Page extract ::
^^^^^^^^

Reich's only diplomatic credential is his 1986 posting as Ambassador to Venezuela, to which officials in Caracas repeatedly objected. While there, Reich became responsible for the case of notorious terrorist Orlando Bosch, jailed in Caracas on charges of masterminding the bombing of an Air Cubana flight that killed seventy-three people in 1976. In September 1987 Bosch wrote a letter in which he thanked the ambassador as "compatriot Otto Reich" for support--a letter that, after it became public, Reich described in a cable to Washington as "a case of Cuban-Soviet disinformation." When a Venezuelan court ruled that Bosch should be released in late 1987, Reich sent a short "Clearance Response" cable to the State Department's visa office--apparently a request for Bosch to enter the United States. Bosch subsequently entered the United States illegally and was detained on parole violation charges related to terrorism and threatened with deportation because, according to the Justice Department, he had "repeatedly expressed and demonstrated a willingness to cause indiscriminate injury and death." Reich's nomination hearings will provide the first public forum for him to explain the purpose of his "clearance" cable and what role, if any, he played in the first Bush Administration's clearly political decision to drop charges against Bosch and allow him to stay in Florida.

^^^^^^^^

Required tasks ::
- A) Rewrite the paragraph beginning "Reich's only diplomatic credential" in the passage on Reich's ambassadorship as a bulleted list that keeps its main facts.
- B) Summarize the passage on Reich's ambassadorship in two sentences.
- C) Using the passage on Reich's ambassadorship, state whether each statement agrees with it. Answer yes or no, and quote the deciding words. (i) Bosch was jailed over a bombing that killed seventy-three people. (ii) Reich described Bosch's letter as genuine. (iii) Bosch entered the United States legally.
The records have no connection to the passage on Reich's ambassadorship.

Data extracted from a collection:
^^^^^^^^

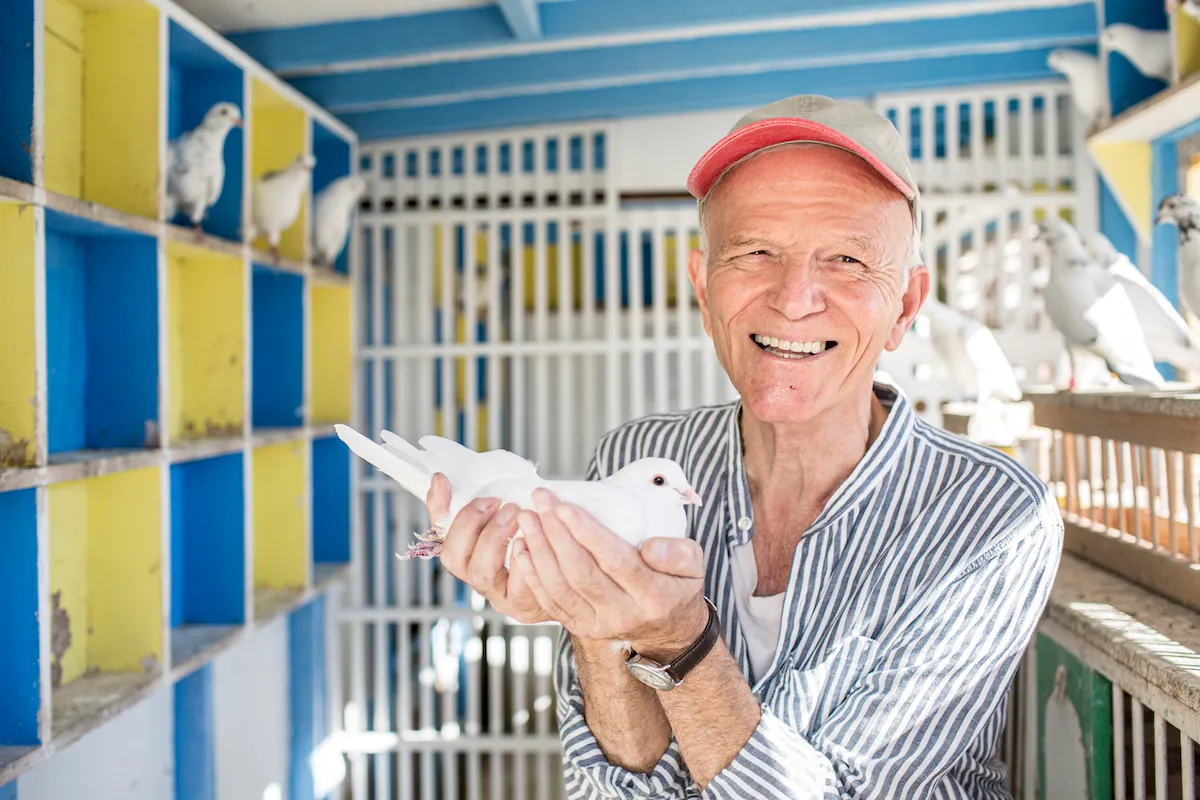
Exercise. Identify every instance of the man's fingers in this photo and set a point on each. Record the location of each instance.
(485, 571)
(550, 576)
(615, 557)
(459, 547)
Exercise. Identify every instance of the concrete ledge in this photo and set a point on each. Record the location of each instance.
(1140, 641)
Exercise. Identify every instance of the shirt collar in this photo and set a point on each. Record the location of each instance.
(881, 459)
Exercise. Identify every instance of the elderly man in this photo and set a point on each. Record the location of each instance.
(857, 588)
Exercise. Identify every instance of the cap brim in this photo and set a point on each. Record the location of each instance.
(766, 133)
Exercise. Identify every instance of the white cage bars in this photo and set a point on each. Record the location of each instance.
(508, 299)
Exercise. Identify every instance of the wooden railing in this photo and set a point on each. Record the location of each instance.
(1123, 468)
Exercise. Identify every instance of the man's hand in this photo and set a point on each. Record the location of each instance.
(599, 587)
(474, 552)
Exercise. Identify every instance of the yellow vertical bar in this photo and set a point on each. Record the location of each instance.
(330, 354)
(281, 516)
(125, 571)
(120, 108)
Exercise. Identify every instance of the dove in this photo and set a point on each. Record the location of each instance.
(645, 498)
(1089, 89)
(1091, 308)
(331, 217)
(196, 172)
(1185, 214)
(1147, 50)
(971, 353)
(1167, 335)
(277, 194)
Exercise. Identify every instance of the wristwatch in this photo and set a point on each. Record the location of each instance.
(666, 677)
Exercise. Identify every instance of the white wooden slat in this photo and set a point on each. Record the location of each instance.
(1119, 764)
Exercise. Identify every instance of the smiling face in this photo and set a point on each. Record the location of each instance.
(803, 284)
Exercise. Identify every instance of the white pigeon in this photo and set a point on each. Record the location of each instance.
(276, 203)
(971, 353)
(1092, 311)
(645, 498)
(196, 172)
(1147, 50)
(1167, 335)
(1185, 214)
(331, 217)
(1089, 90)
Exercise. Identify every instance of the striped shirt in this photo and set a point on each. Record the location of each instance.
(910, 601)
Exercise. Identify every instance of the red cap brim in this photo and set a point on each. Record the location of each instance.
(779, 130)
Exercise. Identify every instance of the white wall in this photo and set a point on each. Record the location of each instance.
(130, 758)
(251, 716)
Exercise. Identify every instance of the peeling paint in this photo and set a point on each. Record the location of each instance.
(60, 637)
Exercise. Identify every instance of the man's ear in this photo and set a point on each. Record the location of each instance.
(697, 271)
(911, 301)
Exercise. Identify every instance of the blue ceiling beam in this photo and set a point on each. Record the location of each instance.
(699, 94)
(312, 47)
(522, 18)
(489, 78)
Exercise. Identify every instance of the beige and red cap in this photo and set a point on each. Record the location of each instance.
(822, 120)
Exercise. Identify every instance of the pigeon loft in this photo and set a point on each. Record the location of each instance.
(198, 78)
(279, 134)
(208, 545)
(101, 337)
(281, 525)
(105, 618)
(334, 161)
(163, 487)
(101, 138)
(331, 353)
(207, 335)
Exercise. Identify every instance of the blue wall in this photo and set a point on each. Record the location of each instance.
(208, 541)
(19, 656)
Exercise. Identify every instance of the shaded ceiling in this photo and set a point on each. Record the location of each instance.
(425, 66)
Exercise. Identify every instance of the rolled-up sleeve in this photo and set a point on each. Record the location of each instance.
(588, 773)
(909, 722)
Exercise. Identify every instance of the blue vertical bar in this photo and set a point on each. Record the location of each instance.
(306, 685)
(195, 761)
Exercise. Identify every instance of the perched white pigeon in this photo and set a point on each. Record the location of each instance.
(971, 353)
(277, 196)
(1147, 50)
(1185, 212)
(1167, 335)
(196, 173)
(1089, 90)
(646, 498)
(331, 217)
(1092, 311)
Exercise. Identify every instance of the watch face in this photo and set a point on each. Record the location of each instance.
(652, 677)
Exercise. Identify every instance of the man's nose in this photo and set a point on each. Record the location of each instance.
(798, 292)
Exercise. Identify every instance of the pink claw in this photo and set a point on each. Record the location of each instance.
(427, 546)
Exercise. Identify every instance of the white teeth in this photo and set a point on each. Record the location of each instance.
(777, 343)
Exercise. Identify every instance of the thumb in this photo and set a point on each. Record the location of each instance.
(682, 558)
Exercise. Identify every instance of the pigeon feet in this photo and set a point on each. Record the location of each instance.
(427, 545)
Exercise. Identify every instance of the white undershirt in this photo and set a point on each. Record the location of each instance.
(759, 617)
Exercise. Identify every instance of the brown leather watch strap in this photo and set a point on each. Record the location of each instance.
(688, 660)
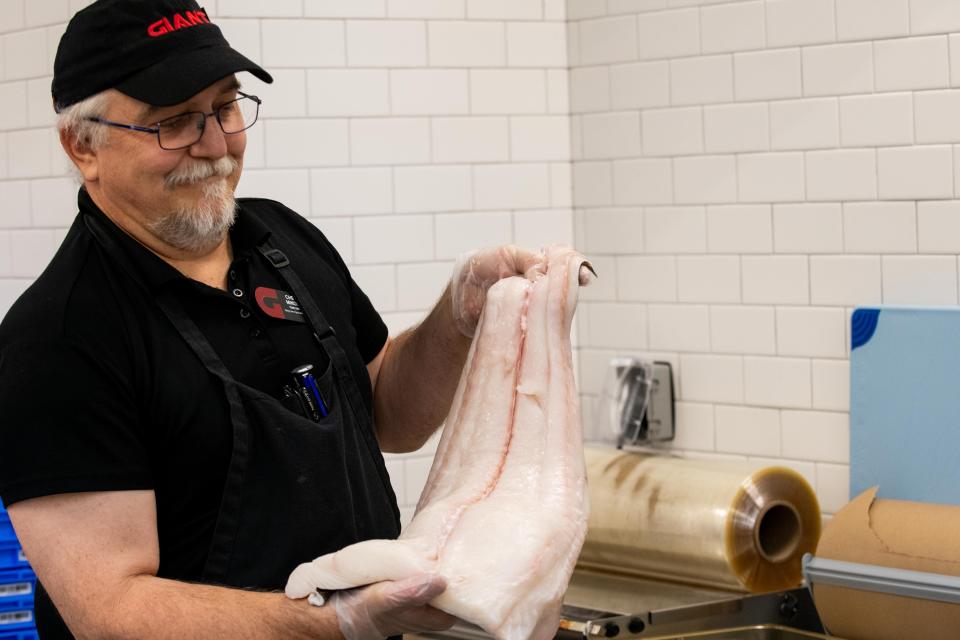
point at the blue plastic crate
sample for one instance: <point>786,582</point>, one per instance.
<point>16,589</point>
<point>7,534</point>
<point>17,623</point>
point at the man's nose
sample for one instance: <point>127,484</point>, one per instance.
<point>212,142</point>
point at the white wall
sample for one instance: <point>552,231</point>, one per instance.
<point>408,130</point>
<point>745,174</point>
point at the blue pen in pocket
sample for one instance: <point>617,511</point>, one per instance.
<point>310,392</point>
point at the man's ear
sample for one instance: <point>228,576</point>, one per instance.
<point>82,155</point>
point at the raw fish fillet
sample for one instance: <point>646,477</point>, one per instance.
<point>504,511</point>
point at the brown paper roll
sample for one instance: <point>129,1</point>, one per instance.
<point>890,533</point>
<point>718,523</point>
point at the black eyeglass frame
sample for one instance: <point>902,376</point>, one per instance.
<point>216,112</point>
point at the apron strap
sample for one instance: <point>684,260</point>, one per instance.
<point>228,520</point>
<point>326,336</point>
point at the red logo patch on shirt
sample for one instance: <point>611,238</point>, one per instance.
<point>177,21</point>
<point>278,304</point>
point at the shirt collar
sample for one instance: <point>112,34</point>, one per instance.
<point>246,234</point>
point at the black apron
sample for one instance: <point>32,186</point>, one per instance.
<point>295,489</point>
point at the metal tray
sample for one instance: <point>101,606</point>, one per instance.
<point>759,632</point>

^^^^^^^^

Answer set ::
- A)
- Reich's only diplomatic credential is his 1986 posting as Ambassador to Venezuela, which Caracas officials repeatedly objected to.
- In Venezuela he became responsible for the case of Orlando Bosch, jailed in Caracas on charges of masterminding the 1976 bombing of an Air Cubana flight that killed seventy-three people.
- In September 1987 Bosch wrote a letter thanking "compatriot Otto Reich" for support. After it became public, Reich cabled Washington that it was "a case of Cuban-Soviet disinformation."
- When a Venezuelan court ruled in late 1987 that Bosch should be released, Reich sent a short "Clearance Response" cable to the State Department's visa office, apparently requesting Bosch's entry to the United States.
- Bosch then entered the United States illegally. He was detained on parole violation charges related to terrorism and threatened with deportation, because the Justice Department said he had "repeatedly expressed and demonstrated a willingness to cause indiscriminate injury and death."
- Reich's nomination hearings will be his first public forum to explain the purpose of the cable and any role he played in the first Bush Administration's political decision to drop charges against Bosch and let him stay in Florida.

- B) As Ambassador to Venezuela from 1986, Reich became responsible for the case of Orlando Bosch, who was jailed for allegedly masterminding a 1976 airline bombing. When Bosch was ordered released, Reich sent a "Clearance Response" cable apparently requesting Bosch's entry to the United States, and Reich's nomination hearings will be his first public forum to explain that cable and any role he played in the decision to let Bosch stay in Florida.

- C)
(i) Yes: "jailed in Caracas on charges of masterminding the bombing of an Air Cubana flight that killed seventy-three people in 1976"
(ii) No: "a case of Cuban-Soviet disinformation."
(iii) No: "Bosch subsequently entered the United States illegally"